Write every line of the rows below as a JSON list of strings, one string per line, skipping blank lines. Leave the pictures out.

(Rows from a point annotation set)
=-=-=-=-=
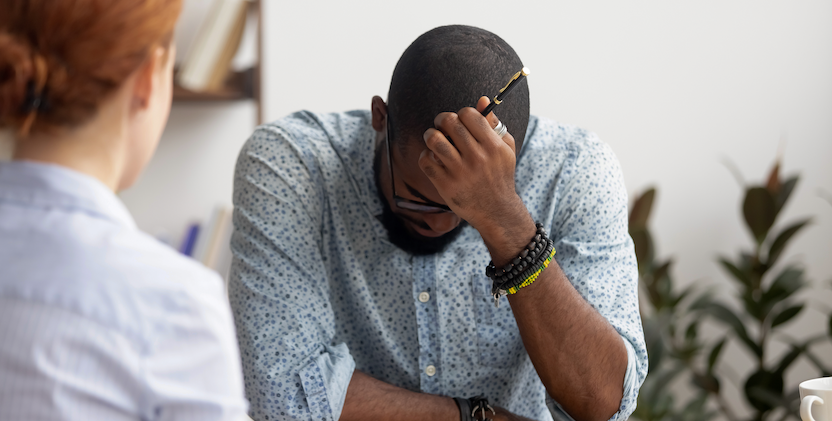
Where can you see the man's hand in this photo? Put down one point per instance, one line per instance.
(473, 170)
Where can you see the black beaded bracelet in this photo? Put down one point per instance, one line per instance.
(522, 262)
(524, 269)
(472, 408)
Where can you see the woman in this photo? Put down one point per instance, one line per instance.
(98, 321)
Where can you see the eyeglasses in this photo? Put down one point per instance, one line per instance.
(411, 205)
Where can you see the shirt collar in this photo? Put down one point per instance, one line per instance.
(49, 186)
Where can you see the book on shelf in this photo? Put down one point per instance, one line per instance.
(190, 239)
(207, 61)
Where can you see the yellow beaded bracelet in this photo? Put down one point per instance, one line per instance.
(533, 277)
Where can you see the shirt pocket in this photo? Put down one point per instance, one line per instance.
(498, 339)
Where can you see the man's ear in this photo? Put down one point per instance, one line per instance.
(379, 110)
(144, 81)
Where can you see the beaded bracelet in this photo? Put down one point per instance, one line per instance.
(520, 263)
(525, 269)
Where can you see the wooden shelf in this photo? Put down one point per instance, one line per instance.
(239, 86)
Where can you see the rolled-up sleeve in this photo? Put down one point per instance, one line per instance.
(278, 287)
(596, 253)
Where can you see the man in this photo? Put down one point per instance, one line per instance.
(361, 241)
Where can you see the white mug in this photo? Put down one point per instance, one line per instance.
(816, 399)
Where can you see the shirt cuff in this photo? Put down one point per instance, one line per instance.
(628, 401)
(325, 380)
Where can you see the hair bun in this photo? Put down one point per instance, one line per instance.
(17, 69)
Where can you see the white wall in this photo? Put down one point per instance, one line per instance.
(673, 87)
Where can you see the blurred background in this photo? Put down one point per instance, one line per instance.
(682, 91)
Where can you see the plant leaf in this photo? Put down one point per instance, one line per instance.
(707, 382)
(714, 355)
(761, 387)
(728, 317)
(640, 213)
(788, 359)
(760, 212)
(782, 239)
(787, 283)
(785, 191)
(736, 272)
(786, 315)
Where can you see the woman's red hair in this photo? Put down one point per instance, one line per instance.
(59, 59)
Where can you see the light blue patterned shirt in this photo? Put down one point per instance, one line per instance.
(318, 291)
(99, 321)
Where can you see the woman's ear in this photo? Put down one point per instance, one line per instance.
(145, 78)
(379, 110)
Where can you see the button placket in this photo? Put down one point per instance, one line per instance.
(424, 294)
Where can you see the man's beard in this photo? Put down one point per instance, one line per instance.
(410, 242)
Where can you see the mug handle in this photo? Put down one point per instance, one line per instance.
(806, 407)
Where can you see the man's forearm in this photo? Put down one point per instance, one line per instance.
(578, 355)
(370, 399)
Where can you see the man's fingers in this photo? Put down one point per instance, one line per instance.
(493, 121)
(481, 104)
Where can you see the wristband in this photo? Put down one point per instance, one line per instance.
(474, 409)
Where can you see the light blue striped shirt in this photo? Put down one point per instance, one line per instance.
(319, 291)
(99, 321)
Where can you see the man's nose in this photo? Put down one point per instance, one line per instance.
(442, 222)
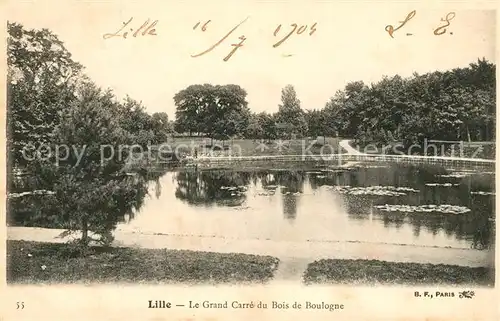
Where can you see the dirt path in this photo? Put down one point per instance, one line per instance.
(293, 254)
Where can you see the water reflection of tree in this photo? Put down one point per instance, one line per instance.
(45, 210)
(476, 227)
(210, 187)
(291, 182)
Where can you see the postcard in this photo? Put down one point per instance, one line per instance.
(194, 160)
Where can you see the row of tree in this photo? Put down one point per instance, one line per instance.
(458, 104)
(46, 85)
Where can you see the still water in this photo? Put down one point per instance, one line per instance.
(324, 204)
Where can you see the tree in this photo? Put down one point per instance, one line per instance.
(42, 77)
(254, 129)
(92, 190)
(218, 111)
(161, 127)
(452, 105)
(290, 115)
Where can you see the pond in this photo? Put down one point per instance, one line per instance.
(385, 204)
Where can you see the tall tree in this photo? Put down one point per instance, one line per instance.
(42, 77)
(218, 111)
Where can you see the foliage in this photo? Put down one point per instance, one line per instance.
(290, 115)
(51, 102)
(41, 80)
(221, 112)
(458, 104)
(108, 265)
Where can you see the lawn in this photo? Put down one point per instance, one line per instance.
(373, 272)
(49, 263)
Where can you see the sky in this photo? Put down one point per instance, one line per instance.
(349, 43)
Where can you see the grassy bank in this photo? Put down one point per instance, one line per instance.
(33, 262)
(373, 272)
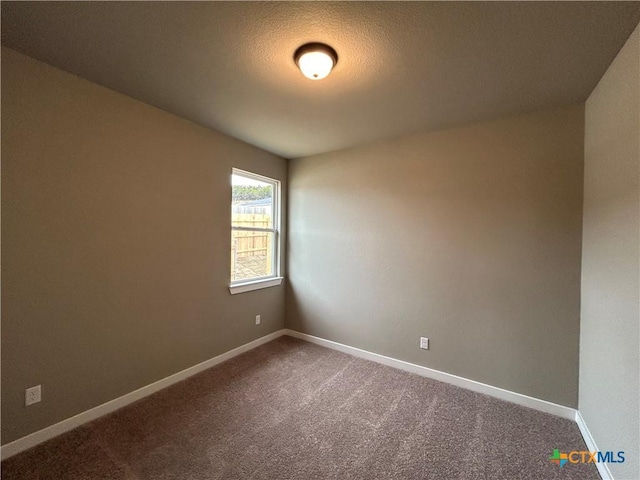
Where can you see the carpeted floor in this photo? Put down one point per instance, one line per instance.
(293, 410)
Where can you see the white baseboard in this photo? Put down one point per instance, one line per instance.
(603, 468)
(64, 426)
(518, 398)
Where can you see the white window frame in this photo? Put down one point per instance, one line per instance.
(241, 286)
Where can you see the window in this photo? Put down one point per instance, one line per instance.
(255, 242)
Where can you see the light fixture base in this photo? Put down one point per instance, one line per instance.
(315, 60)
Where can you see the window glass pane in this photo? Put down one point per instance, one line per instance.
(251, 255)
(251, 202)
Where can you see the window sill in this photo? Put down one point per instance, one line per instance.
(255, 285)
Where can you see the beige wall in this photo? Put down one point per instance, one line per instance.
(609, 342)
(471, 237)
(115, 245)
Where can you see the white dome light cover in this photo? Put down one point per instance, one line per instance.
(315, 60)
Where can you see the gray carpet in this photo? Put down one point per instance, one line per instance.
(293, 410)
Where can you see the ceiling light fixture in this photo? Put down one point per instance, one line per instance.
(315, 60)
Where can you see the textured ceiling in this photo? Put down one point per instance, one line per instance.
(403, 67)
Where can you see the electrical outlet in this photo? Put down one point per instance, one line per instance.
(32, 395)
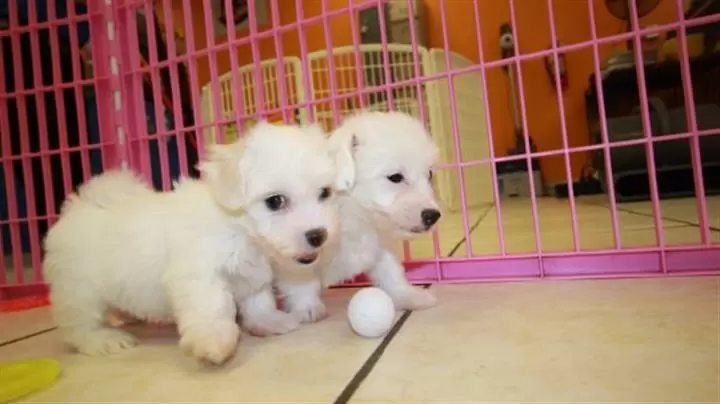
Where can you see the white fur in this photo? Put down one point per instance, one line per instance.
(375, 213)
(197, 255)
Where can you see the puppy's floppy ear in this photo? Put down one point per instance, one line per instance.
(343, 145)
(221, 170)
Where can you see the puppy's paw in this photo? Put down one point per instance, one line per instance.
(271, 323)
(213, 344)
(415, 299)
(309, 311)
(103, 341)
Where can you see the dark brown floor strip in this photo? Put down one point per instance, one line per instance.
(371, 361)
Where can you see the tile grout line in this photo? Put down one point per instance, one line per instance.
=-=-=-=-=
OUTPUT:
[
  "Where can you see the man's hand in this photo? Put down one point per instance, one line per instance.",
  "(473, 170)",
  "Where can you see the black beaded bracelet in this photo? Put down one point per instance, one line per instance.",
  "(522, 262)",
  "(524, 269)",
  "(472, 408)",
  "Where can you see the woman in this photo? Put down one point per instance, one line per instance.",
  "(98, 321)",
  "Where can you see the eyeglasses in this photo? Put down one point per instance, one line per instance.",
  "(411, 205)",
  "Where can you see the shirt collar in this photo? Put down one point per instance, one line per instance.",
  "(49, 186)",
  "Where can you see the book on shelf in this photo? Put down one point per instance, one line per instance.",
  "(190, 239)",
  "(207, 61)",
  "Where can you see the yellow beaded bracelet in this photo? Put down one point per instance, one line per instance.",
  "(533, 277)",
  "Where can you see the shirt pocket in this photo? Put down one point per instance, one line per instance.",
  "(498, 339)",
  "Where can you see the man's ear in this photo? Put down one point per instance, one line per instance.",
  "(379, 110)",
  "(144, 81)",
  "Where can you see the beaded bracelet in this photo? Put down one point per instance, one line per instance.",
  "(520, 263)",
  "(525, 269)",
  "Where can you see the wooden shelf in this photo? Put down one point per instance, one line per instance.",
  "(239, 86)",
  "Where can you see the rolled-up sleeve in this photo? Put down one point per instance, one line per instance.",
  "(278, 287)",
  "(596, 253)",
  "Where can you see the man in this photo? Put down one point per instance, one line per instance.",
  "(361, 241)",
  "Where can you see the white mug in this photo? Put down one point per instance, one line per instance.",
  "(816, 399)",
  "Where can you see the shirt cuff in this photo? Put down one point per instance, one line per instance.",
  "(628, 401)",
  "(325, 380)",
  "Where can you see the hair bun in this photo? Put down one point per instance, one line per instance.",
  "(17, 69)",
  "Where can you see the white wall in this photo? Put down one point per instance, one line per instance.",
  "(673, 87)",
  "Where can you see the blurred background in this photo? Put down one point per instance, one line per instance.",
  "(682, 91)",
  "Where can you see the plant leaf in this photo? Put down one point per instance, one line per instance.",
  "(707, 382)",
  "(714, 355)",
  "(761, 387)",
  "(728, 317)",
  "(640, 213)",
  "(788, 359)",
  "(760, 212)",
  "(782, 239)",
  "(787, 283)",
  "(785, 191)",
  "(736, 272)",
  "(786, 315)",
  "Where can you see the woman's red hair in this photo? Put down one point per instance, one line per instance.",
  "(59, 59)",
  "Where can you see the light blue patterned shirt in this photo? Put down one point per instance, one line per instance.",
  "(318, 291)",
  "(99, 321)",
  "Where can you see the woman's ear in this photo? Put down one point per instance, one line per instance.",
  "(145, 78)",
  "(379, 110)",
  "Where can you see the button placket in this photo? Put down one point per instance, one line per instance.",
  "(424, 294)",
  "Where can you see the man's beard in this photo? Put down one point per instance, one line per instance.",
  "(410, 242)",
  "Where can you see the mug handle in this photo? Put down one point per instance, one line per instance.",
  "(806, 407)",
  "Where can you see the man's forearm in this photo? Put down one point per instance, one line per instance.",
  "(578, 355)",
  "(370, 399)",
  "Where can you see the man's fingers in this photo? Put down one point per instance, one line per instance.",
  "(493, 121)",
  "(481, 104)",
  "Where can you see the wristband in this photo? Put down one point per instance, one line per instance.",
  "(474, 409)",
  "Where can you see the light blue striped shirt in this photo? Put down one point per instance, one line per instance.",
  "(319, 291)",
  "(99, 321)",
  "Where can you see the man's nose in this photo? Put down one point per instance, one line per instance.",
  "(442, 222)",
  "Where can you see the dirt path in this photo? Put down one point per instance, one line per instance.",
  "(293, 254)",
  "Where can you see the water reflection of tree in this photo? Put down one point per instance, one line per instance.",
  "(45, 210)",
  "(476, 227)",
  "(210, 187)",
  "(291, 182)",
  "Where can you see the postcard in this photo? Put down one point per instance, one line per instance.",
  "(194, 160)",
  "Where can you see the row of tree in this photo? Put down one point per instance, one line per instance.",
  "(458, 104)",
  "(46, 85)",
  "Where can you see the still water in this photo? Put down one point per instance, one line per instance.",
  "(324, 204)",
  "Where can you see the tree in this photo? Put down one point per instance, one line per instance.",
  "(42, 77)",
  "(254, 129)",
  "(92, 190)",
  "(218, 111)",
  "(161, 127)",
  "(452, 105)",
  "(290, 115)",
  "Where can you see the pond in this photo? Put down one point per instance, one line per instance.",
  "(385, 204)",
  "Where can you see the tall tree in this photo? Put down one point per instance, one line per instance.",
  "(42, 77)",
  "(218, 111)",
  "Where can you see the foliage in this photo? Put down one point per instance, one line per instance.",
  "(290, 115)",
  "(51, 102)",
  "(41, 80)",
  "(221, 112)",
  "(458, 104)",
  "(108, 265)",
  "Where can you see the lawn in this photo? Put down one point per instance, one line per instance.",
  "(373, 272)",
  "(49, 263)",
  "Where can you see the sky in this photo? Put down one point per instance, one line per instance.",
  "(349, 43)",
  "Where can you see the grassy bank in this photo? Put down one point per instance, one line per instance.",
  "(33, 262)",
  "(373, 272)",
  "Where can you see the carpeted floor in this photo? Put down one point per instance, one line per instance.",
  "(293, 410)",
  "Where can you see the white baseboard in this photo? Put down one point per instance, one line per instance.",
  "(603, 468)",
  "(64, 426)",
  "(518, 398)",
  "Where can you see the white window frame in this photo? Put down one point per instance, one line per instance.",
  "(241, 286)",
  "Where can you see the window in this photo? Put down one point per instance, one line per instance.",
  "(255, 242)",
  "Where can you see the light fixture base in this photo? Put down one point per instance, one line per instance.",
  "(315, 60)",
  "Where can you see the window glass pane in this photo? Put down one point per instance, one line per instance.",
  "(251, 255)",
  "(251, 202)",
  "Where can you see the window sill in this photo? Put down one point per instance, one line per instance.",
  "(255, 285)",
  "Where can you see the beige wall in this photo? Put down one point per instance, one line per instance.",
  "(609, 342)",
  "(471, 237)",
  "(115, 245)",
  "Where can you see the white dome light cover in this photo? Put down one point per instance, one line per instance.",
  "(315, 60)",
  "Where can you see the gray carpet in this photo? Put down one point per instance, one line per instance.",
  "(293, 410)",
  "Where can you see the ceiling light fixture in this photo? Put down one point per instance, one line per instance.",
  "(315, 60)",
  "Where can you see the textured ceiling in this photo? Put down one point per instance, one line per instance.",
  "(403, 67)",
  "Where can you see the electrical outlet in this photo? Put down one point per instance, one line per instance.",
  "(32, 395)",
  "Where can you see the white fur in this photo? Put down one point per instance, one line per instance.",
  "(375, 213)",
  "(197, 255)",
  "Where can you see the puppy's floppy ear in this photo? Put down one point per instance, one line per instance.",
  "(343, 145)",
  "(221, 170)",
  "Where can you see the puppy's paw in this photo? Put down one point per instance, one line per instance.",
  "(271, 323)",
  "(213, 344)",
  "(415, 299)",
  "(309, 311)",
  "(103, 341)",
  "Where can you see the dark brown floor strip in this photo? Put down one point per instance, one line per instance.",
  "(371, 361)",
  "Where can you see the tile grout line in this photo? Put down one point per instance, one line per instance."
]